> **SUPPLIED DATA**:

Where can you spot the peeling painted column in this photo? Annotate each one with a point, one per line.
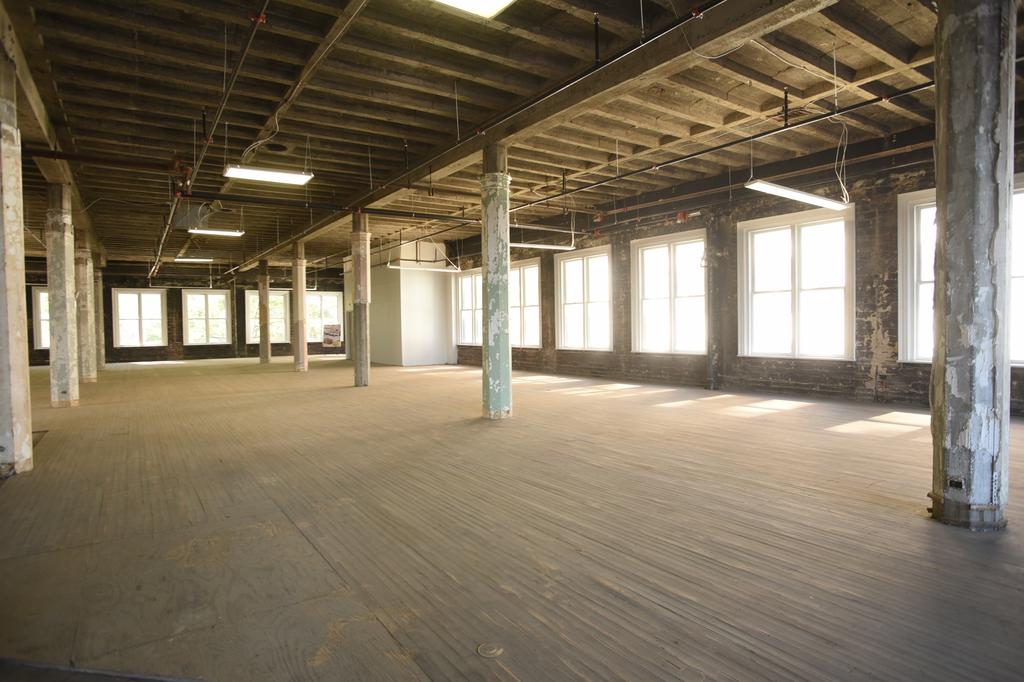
(970, 387)
(85, 292)
(98, 309)
(359, 338)
(263, 292)
(299, 350)
(15, 405)
(64, 306)
(495, 242)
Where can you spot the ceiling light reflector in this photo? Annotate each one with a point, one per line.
(216, 232)
(266, 174)
(796, 195)
(546, 247)
(484, 8)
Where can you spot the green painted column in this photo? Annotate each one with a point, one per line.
(495, 241)
(15, 402)
(359, 337)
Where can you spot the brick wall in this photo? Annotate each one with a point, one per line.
(875, 375)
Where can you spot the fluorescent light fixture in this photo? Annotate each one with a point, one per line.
(423, 267)
(266, 174)
(484, 8)
(546, 247)
(216, 232)
(796, 195)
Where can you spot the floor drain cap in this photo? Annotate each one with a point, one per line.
(489, 650)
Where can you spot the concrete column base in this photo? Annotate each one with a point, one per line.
(973, 517)
(496, 415)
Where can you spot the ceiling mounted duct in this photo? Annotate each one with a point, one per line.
(193, 215)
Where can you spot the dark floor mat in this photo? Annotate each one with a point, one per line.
(26, 671)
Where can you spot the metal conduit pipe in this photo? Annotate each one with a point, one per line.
(487, 126)
(257, 20)
(725, 145)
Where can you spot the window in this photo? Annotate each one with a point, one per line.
(524, 305)
(584, 290)
(279, 316)
(206, 313)
(41, 322)
(669, 312)
(140, 316)
(323, 307)
(916, 275)
(796, 286)
(471, 308)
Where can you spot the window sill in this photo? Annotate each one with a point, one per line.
(803, 358)
(685, 353)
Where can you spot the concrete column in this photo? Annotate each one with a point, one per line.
(497, 341)
(359, 338)
(299, 350)
(15, 407)
(64, 308)
(85, 298)
(974, 153)
(263, 289)
(97, 298)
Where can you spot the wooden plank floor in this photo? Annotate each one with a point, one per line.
(231, 521)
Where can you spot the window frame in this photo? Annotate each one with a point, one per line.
(37, 322)
(516, 265)
(908, 274)
(744, 235)
(287, 293)
(338, 296)
(116, 320)
(184, 316)
(636, 284)
(584, 254)
(472, 274)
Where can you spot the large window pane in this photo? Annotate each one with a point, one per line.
(128, 307)
(197, 331)
(218, 331)
(153, 332)
(772, 322)
(196, 306)
(153, 306)
(690, 325)
(515, 326)
(927, 233)
(772, 260)
(572, 281)
(598, 326)
(531, 326)
(822, 323)
(515, 294)
(655, 325)
(466, 295)
(822, 261)
(925, 322)
(128, 333)
(654, 266)
(689, 268)
(531, 285)
(598, 288)
(572, 326)
(1017, 321)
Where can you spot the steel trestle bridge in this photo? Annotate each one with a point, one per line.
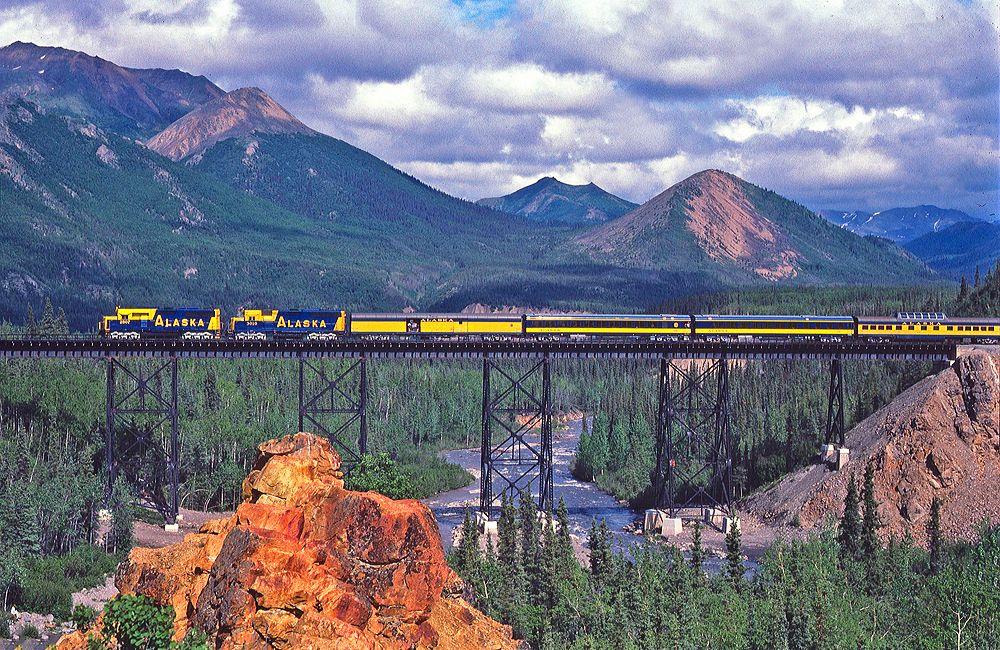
(693, 464)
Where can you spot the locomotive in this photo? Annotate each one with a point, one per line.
(305, 324)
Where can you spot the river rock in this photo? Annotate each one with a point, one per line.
(304, 563)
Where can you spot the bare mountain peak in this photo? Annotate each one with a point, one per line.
(715, 209)
(549, 199)
(239, 113)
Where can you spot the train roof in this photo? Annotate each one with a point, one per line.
(432, 316)
(773, 318)
(596, 316)
(883, 320)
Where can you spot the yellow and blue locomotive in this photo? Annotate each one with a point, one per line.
(312, 324)
(182, 323)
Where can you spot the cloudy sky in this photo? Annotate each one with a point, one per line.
(842, 104)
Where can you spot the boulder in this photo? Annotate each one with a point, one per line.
(305, 563)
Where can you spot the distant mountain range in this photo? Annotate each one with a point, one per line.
(132, 102)
(718, 225)
(901, 225)
(960, 248)
(551, 200)
(236, 114)
(248, 206)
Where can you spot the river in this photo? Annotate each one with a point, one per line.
(584, 501)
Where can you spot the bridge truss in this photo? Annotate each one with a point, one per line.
(693, 437)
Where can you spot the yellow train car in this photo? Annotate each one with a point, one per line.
(436, 325)
(927, 326)
(128, 323)
(289, 323)
(653, 326)
(817, 327)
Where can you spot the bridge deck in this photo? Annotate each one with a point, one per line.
(95, 348)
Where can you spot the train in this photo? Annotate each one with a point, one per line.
(306, 324)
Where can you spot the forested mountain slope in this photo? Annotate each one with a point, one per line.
(960, 248)
(92, 220)
(720, 225)
(132, 102)
(551, 200)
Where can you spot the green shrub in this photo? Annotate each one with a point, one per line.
(87, 565)
(137, 623)
(429, 473)
(83, 616)
(380, 473)
(47, 596)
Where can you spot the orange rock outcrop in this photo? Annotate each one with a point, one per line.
(304, 563)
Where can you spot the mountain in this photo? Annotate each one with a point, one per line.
(960, 248)
(551, 200)
(132, 102)
(236, 114)
(249, 207)
(935, 441)
(93, 220)
(719, 225)
(898, 224)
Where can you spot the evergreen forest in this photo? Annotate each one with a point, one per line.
(808, 594)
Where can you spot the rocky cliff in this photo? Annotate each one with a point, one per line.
(304, 563)
(940, 438)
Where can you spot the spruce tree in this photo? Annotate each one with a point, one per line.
(697, 551)
(508, 559)
(32, 326)
(583, 462)
(507, 536)
(734, 552)
(934, 536)
(469, 560)
(61, 327)
(549, 565)
(565, 553)
(48, 324)
(871, 522)
(617, 445)
(850, 523)
(530, 540)
(119, 538)
(599, 446)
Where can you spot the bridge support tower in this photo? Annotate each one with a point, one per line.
(694, 464)
(517, 408)
(335, 405)
(140, 405)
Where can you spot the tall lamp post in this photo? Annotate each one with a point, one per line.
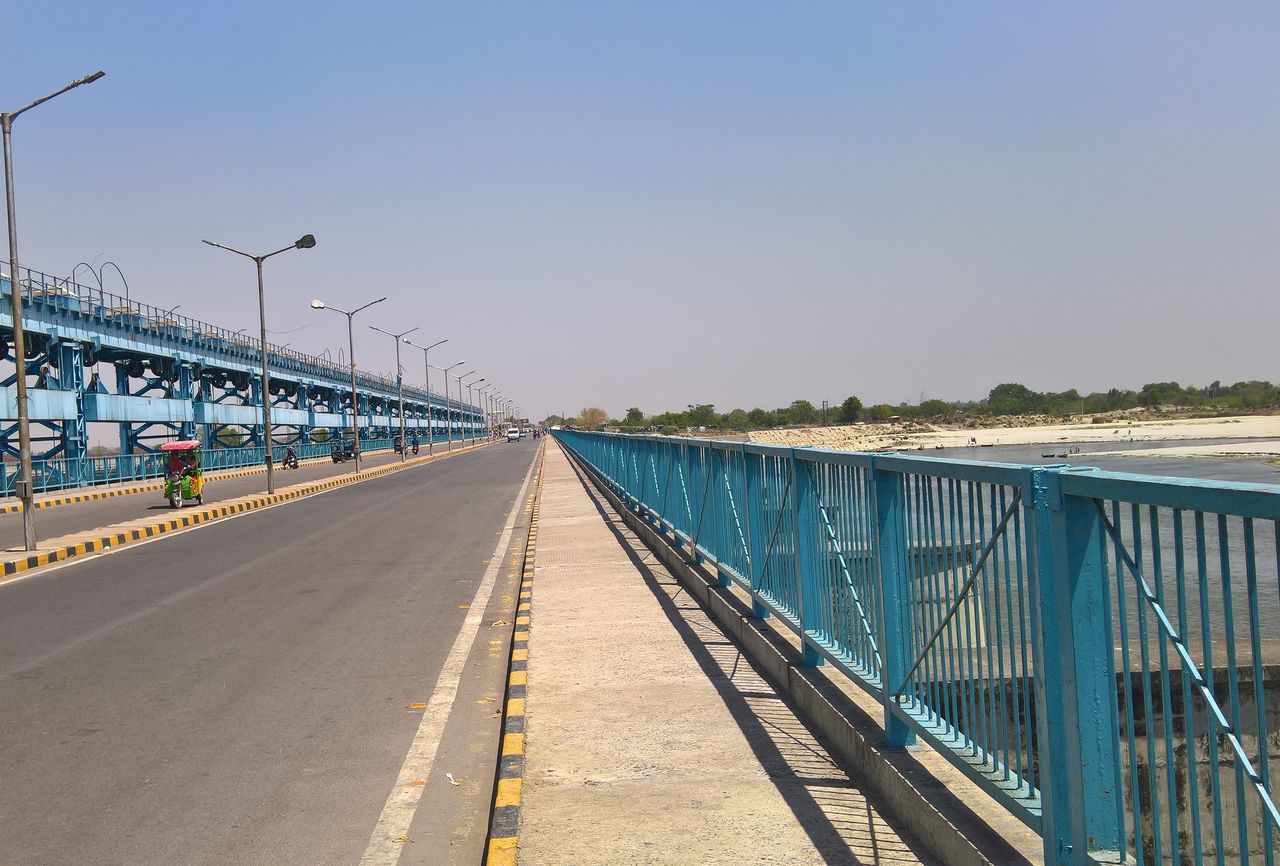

> **YOUR INSTRUCTIONS**:
Reproduce all of the data above word for word, leaving out the pictures.

> **COMPLETE ANSWER**:
Where can you spot the peeling painted column in this photo? Annotate each one with a point, one per line.
(970, 387)
(85, 292)
(98, 309)
(359, 338)
(263, 292)
(299, 350)
(15, 405)
(64, 306)
(495, 242)
Where can you spot the ceiling light reflector in this photo? Annotate each one with a point, one per line.
(216, 232)
(266, 174)
(796, 195)
(546, 247)
(484, 8)
Where can you spot the green painted column in this photo? Annotate each one with a point, one per line.
(495, 241)
(15, 402)
(359, 337)
Where can you spot the brick wall in this photo? Annotate each one with a point, one per line.
(875, 375)
Where can you spot the fluorescent light fixture in this photo? Annotate each one with a point, one per line.
(423, 267)
(266, 174)
(484, 8)
(546, 247)
(216, 232)
(796, 195)
Where can you spot the floor drain cap in this photo? Annotate each one with a point, one per line.
(489, 650)
Where can you spot the concrete column base in this photo? Annotate each one with a point, one per line.
(973, 517)
(496, 415)
Where can you spot the ceiling mounted duct in this photo? Annotate each one with a point, one per line.
(193, 215)
Where can you spot the dark floor mat in this photo? Annotate each one with a point, one per line.
(26, 671)
Where can you spot the metal conduit pipe in this photo? Annotate each one with a point, one per line.
(487, 126)
(257, 20)
(725, 145)
Where can you spot the window in this photo? Annotate each one with a point, one per line.
(524, 305)
(584, 290)
(279, 316)
(206, 313)
(41, 322)
(669, 312)
(140, 316)
(323, 307)
(916, 275)
(796, 286)
(471, 308)
Where can you spot the window sill in this photo? Annotate each one with a point, one per line.
(803, 358)
(685, 353)
Where can you spot the concrete column in this photo? Annotate each one with a point, one per line.
(497, 341)
(359, 338)
(299, 350)
(15, 407)
(64, 308)
(85, 298)
(974, 153)
(263, 289)
(97, 298)
Where can you spot the wooden plank floor in this photo? Annotate each one with a point, one per line.
(231, 521)
Where can you spot the window frame in this photo? Annotate each one with a point, one per line.
(37, 322)
(516, 265)
(908, 274)
(744, 235)
(287, 293)
(338, 296)
(116, 320)
(184, 316)
(636, 284)
(584, 254)
(472, 274)
Where can you spot the large window pane in this photo? Annotate each one with a point, one per line.
(128, 307)
(197, 331)
(218, 331)
(153, 332)
(772, 322)
(196, 306)
(153, 306)
(690, 325)
(515, 326)
(927, 233)
(772, 260)
(572, 281)
(598, 326)
(531, 326)
(822, 323)
(515, 294)
(655, 325)
(466, 295)
(822, 261)
(925, 322)
(128, 333)
(654, 266)
(689, 268)
(531, 285)
(598, 288)
(572, 326)
(1017, 321)
Where can you spot the steel trestle bridge in this photo? Annotate each one with a point, one per line.
(693, 464)
Where can you spot the locomotive in this photo? Annotate each one with a point, one per line.
(305, 324)
Where can you spot the river rock in this photo? Annotate each one with a point, one per line.
(304, 563)
Where can you spot the bare mountain peak in this photo? Annotate each one with a point, one per line.
(715, 209)
(549, 199)
(239, 113)
Where can you spot the train roof in this photo? Annotate each one with a point, one per line.
(432, 316)
(773, 318)
(596, 316)
(883, 320)
Where can you spot the yellow and blue locomotive in this photo? Annotate each one with a point, one per line.
(312, 324)
(182, 323)
Where can you spot the cloudy sky in this photo? Annotate each one with a point, one per line.
(842, 104)
Where can you spot the boulder in this photo? Annotate each one with a point, one per line.
(305, 563)
Where can you spot the distant mountain range in this photo? Annotate each one with a point, one per line.
(132, 102)
(718, 225)
(901, 225)
(960, 248)
(551, 200)
(236, 114)
(248, 206)
Where can you spot the river in this photo? Annotate each one with a point, one per line.
(584, 501)
Where can you spot the bridge truss in this photo? Annotate each one with a point, one per line.
(693, 437)
Where can you spot the yellow train car in this photo? Annotate each one with a point, one per line.
(436, 325)
(927, 326)
(128, 323)
(289, 323)
(653, 326)
(817, 327)
Where can you spot the bridge deck in this photo? Annotate each one with a point, one per line.
(95, 348)
Where can you spot the train in this photo? Annotate each one with a point, one per line.
(306, 324)
Where can you spot the forested mountain slope in this photo? Annotate each one with a point, one per line.
(960, 248)
(92, 220)
(720, 225)
(132, 102)
(551, 200)
Where can you spot the green shrub in this photo? Annotate each one with a point, one per line.
(87, 565)
(137, 623)
(429, 473)
(83, 616)
(380, 473)
(47, 596)
Where can you spot the orange rock outcrop in this photo? Annotate each one with a point, one per line.
(304, 563)
Where can you spot the mountain in this photo? Annotate each one with a point, one per line.
(960, 248)
(551, 200)
(132, 102)
(236, 114)
(249, 207)
(935, 441)
(93, 220)
(719, 225)
(898, 224)
Where can you spot the evergreen forest in this photo? Annotate each one with a point, one per line.
(808, 594)
Where can you spot the rocky cliff in this photo? Annotate each one with a point, one per line.
(304, 563)
(940, 438)
Where can you spot the spruce tree in this photo? Annotate each one with a point, one per line.
(697, 551)
(508, 559)
(32, 326)
(583, 462)
(507, 536)
(734, 552)
(934, 536)
(469, 560)
(61, 327)
(549, 565)
(565, 553)
(48, 324)
(871, 522)
(617, 445)
(850, 523)
(530, 540)
(119, 538)
(599, 446)
Where can you spot the bridge support tower in this photo? Annotate each one with a point, one per line.
(694, 464)
(517, 408)
(335, 405)
(140, 405)
Where can you spot the tall lamp post in this photo? Annotate each one with a point, one per line.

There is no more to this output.